> **THE DATA**
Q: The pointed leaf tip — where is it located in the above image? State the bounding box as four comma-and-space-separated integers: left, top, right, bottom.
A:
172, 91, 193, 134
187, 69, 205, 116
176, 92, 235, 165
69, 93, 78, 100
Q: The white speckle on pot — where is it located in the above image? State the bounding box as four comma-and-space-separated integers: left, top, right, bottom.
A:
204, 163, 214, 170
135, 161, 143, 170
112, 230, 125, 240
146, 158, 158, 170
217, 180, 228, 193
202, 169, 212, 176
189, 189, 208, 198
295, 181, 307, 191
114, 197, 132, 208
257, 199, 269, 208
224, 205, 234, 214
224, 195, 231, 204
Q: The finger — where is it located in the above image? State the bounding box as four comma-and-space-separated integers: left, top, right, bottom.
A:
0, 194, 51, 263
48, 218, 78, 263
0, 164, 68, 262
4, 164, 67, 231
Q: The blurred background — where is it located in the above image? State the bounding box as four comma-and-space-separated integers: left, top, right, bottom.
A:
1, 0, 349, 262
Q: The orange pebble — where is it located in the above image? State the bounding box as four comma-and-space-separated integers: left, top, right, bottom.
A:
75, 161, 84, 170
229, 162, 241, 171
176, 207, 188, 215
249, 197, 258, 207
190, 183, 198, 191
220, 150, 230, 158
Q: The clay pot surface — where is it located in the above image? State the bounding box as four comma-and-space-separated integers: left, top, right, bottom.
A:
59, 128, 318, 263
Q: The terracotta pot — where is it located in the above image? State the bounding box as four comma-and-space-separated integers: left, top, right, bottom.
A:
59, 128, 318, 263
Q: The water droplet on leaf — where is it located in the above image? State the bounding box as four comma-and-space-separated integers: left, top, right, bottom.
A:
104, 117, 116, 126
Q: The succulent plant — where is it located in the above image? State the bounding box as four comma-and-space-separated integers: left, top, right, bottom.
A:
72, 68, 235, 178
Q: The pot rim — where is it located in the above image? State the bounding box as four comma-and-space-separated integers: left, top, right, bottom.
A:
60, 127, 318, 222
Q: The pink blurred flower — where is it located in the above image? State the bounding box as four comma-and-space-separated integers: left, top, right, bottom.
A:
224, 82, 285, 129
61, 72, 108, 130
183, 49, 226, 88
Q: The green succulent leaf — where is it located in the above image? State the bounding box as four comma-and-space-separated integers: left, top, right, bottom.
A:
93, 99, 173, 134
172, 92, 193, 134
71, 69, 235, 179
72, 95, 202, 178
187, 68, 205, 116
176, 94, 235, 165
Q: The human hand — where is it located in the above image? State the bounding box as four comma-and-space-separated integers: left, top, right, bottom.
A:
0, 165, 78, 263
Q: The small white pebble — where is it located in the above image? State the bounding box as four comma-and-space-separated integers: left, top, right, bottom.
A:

> **TASK TO CARRY OUT**
Could you print every record above exactly as it appears?

> **SOLUTION FOR THIS PROBLEM**
Q: The pointed leaf tip — where is it located in the above image? State the bounding box as four comma-and-space-separated integers: left, top, right, bottom.
A:
172, 91, 193, 134
187, 69, 205, 116
176, 92, 235, 165
69, 93, 78, 100
Q: The white speckle on pot — where is it located in the above image? State the bounding box as four comma-and-space-separated integers: left, top, right, bottom.
A:
204, 163, 214, 170
135, 161, 143, 170
112, 230, 125, 240
146, 158, 158, 170
217, 180, 228, 193
202, 169, 212, 176
189, 189, 208, 198
295, 181, 307, 191
114, 197, 132, 208
257, 199, 269, 208
224, 205, 234, 214
224, 195, 231, 204
Q: The finger — where is it located in the above image? State the bounding box as four comma-and-space-separated integers: left, top, right, bottom.
A:
0, 194, 51, 263
48, 218, 78, 263
0, 164, 68, 262
4, 164, 67, 231
Q: The blurred background — where is it located in the above image? State the bounding box as four comma-and-space-separated integers: left, top, right, bottom.
A:
1, 0, 349, 262
Q: The orange pebble — where is it located in the above image? State the bounding box as four comma-and-space-separated integers: left, top, right, bottom.
A:
75, 161, 84, 170
229, 162, 241, 171
176, 207, 188, 215
249, 197, 258, 207
190, 183, 198, 191
220, 150, 230, 158
Q: The clay pot surface — where is it located in the above image? State the bounding box as four comma-and-space-separated integers: left, top, right, bottom.
A:
59, 128, 318, 263
Q: The terracotta pot — where is it located in the above image? State the bounding box as four comma-and-space-separated integers: left, top, right, bottom.
A:
59, 128, 318, 263
Q: The water droplet on leaf — where is it located in the above image? State the bounding box as four comma-and-space-separated integers: left, top, right, bottom.
A:
104, 117, 116, 126
Q: The succulent plant — where is it located in the above image? State the bounding box as four comma-and-space-separated integers: left, top, right, bottom.
A:
72, 68, 235, 178
Q: The pot rim — where is it located in the above image? State the bounding box as four comma-and-space-separated integers: left, top, right, bottom.
A:
60, 127, 318, 222
Q: The pink blurred flower — where is it located in the above image? State the bounding box as four comma-and-space-separated integers: left, top, right, bottom.
A:
224, 82, 285, 129
61, 72, 108, 130
183, 49, 226, 88
Q: The green succulent leaf — where is it located in the above image? State the bounding box as four comma-and-space-separated integers: left, top, right, bottom.
A:
93, 99, 173, 134
172, 92, 193, 134
71, 69, 235, 179
72, 95, 202, 178
187, 68, 205, 116
176, 94, 235, 165
Q: The human hand — where is it located in the above image? State the bounding box as four comma-and-space-separated integers: left, top, right, bottom.
A:
0, 165, 78, 263
Q: The small white pebble — where is it located in the above image? State the bounding box as four comma-and-space-separated integers: left, top, right, bottom.
A:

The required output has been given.